━━━━━ Selected passage ━━━━━

Friday, August 19, 2011

Just what Perry needed to save his crumbling campaign

...Duncan

T-bagger Gov.Perry's "Texas miracle" has been a disaster for public education. He's cut $8B from the public ed budget and fired 50,000 teachers despite a glob of state oil revenues and lots of federal military dollars to spend.

Arne Duncan rode the myth of the  "Chicago miracle" all the way to Washington. Now Duncan has jumped into the 2012 campaign with a weak jab at Perry and Texas schooling. The problem with the Duncan/Perry dust-up is --they're both worse.
But what about the fact, I responded, that on the National Assessment of Educational Progress (NAEP), Texas' fourth- and eighth-graders substantially outperformed their peers in Chicago in reading and math? "I would have to look at all the details, but there are real challenges in Texas. And like every other state, they should be addressed openly and honestly as in Illinois, as in Chicago, and everywhere else." -- Rotherham at Time
"Texas," writes Rotherham, "may be slightly below the national average, but it's doing a lot better than Chicago, which only graduates about 56% of its students."

Irony: Duncan ought to sync with his buddy Rahm in Chicago. Sinking high school test scores there have prompted Emanuel to once again, hold up Texas, with it's supposedly longer school day, as his ideal.

The real reason for Duncan's ire -- Perry is openly calling, not only for an end to NCLB/Race to the Top and for abolishing the D.O.E., he's even raised the possibility of Texas' secession from the U.S. How Duncan's boss would love to run against that!

But Arne's recent history as a political campaigner is pretty grim. Remember how he jumped into the Fenty for Mayor campaign last year to try and save Michelle Rhee's job and helped snatch defeat from the jaws of victory.Now Duncan has T-Party Republicans across the land begging: "Attack me, attack me!"

━━━━━ Stored data ━━━━━

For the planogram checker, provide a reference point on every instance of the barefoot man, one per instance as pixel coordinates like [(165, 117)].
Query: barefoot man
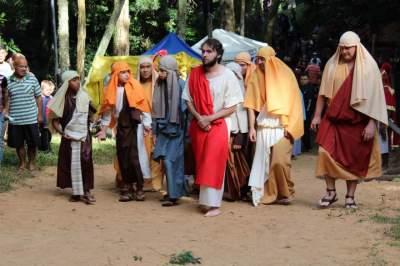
[(212, 94), (25, 112), (353, 98)]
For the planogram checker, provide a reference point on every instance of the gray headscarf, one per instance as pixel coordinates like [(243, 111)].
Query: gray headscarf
[(167, 92)]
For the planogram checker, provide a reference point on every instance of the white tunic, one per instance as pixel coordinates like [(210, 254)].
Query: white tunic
[(269, 132), (226, 92), (146, 122)]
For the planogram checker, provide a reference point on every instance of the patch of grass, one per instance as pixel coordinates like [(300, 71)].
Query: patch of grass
[(394, 230), (137, 258), (184, 258), (376, 257), (103, 153), (9, 176)]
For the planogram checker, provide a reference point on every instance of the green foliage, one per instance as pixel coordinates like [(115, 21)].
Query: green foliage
[(184, 258)]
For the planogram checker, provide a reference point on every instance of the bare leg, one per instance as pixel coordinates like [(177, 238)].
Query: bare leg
[(351, 189), (22, 157), (330, 196), (31, 158)]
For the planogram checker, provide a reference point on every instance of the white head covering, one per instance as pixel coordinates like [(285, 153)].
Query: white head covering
[(154, 74), (56, 105), (367, 95), (239, 122)]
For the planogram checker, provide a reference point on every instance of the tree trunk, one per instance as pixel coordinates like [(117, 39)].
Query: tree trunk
[(80, 57), (108, 33), (181, 17), (272, 14), (242, 16), (121, 34), (44, 35), (207, 10), (63, 34), (105, 40), (228, 15)]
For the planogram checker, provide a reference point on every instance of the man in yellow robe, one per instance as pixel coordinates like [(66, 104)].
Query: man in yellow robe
[(147, 77), (352, 95), (274, 94)]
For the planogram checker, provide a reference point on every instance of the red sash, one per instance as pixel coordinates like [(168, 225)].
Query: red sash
[(340, 132), (210, 147)]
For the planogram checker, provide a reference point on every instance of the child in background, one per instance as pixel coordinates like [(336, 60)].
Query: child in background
[(5, 67), (47, 88), (70, 112)]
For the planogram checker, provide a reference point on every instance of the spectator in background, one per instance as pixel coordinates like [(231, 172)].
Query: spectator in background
[(45, 135), (3, 111), (314, 72), (25, 105), (5, 68), (310, 93)]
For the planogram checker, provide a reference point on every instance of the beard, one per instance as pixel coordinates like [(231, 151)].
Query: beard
[(210, 63)]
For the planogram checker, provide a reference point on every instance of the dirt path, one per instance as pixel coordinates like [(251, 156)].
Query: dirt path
[(38, 226)]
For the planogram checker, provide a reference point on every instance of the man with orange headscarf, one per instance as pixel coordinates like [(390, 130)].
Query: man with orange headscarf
[(244, 60), (153, 174), (274, 94), (352, 95), (123, 106), (212, 94)]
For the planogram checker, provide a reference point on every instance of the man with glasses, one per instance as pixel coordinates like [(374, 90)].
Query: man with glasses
[(273, 93), (25, 112)]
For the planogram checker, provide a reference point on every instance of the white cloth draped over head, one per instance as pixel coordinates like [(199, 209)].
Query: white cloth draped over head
[(56, 105), (239, 118), (154, 74), (367, 95), (167, 93)]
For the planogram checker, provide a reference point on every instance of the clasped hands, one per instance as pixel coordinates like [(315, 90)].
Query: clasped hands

━━━━━

**What you need to do:**
• A. Answer these questions about the post on Perry and Duncan:
(i) How much has Perry cut from the public education budget?
(ii) What share of Chicago's students graduate, according to Rotherham?
(iii) Whose mayoral campaign did Duncan jump into last year?
• B. Could you turn the paragraph of the post on Perry and Duncan that begins "The real reason for Duncan's ire" into a short list that keeps its main facts?
• C. Can you print the passage of the post on Perry and Duncan starting at "Friday, August 19, 2011" and ending at "--they're both worse."?
The items come from a separate source, not from the post.

**Replies:**
• A.
(i) $8B.
(ii) About 56%.
(iii) Fenty's.

• B.
- The post names Perry's positions as the real reason for Duncan's ire.
- Perry openly calls for an end to NCLB/Race to the Top.
- He calls for abolishing the D.O.E.
- He has raised the possibility of Texas' secession from the U.S.
- Duncan's boss would love to run against that.

• C.
Friday, August 19, 2011

Just what Perry needed to save his crumbling campaign

...Duncan

T-bagger Gov.Perry's "Texas miracle" has been a disaster for public education. He's cut $8B from the public ed budget and fired 50,000 teachers despite a glob of state oil revenues and lots of federal military dollars to spend.

Arne Duncan rode the myth of the  "Chicago miracle" all the way to Washington. Now Duncan has jumped into the 2012 campaign with a weak jab at Perry and Texas schooling. The problem with the Duncan/Perry dust-up is --they're both worse.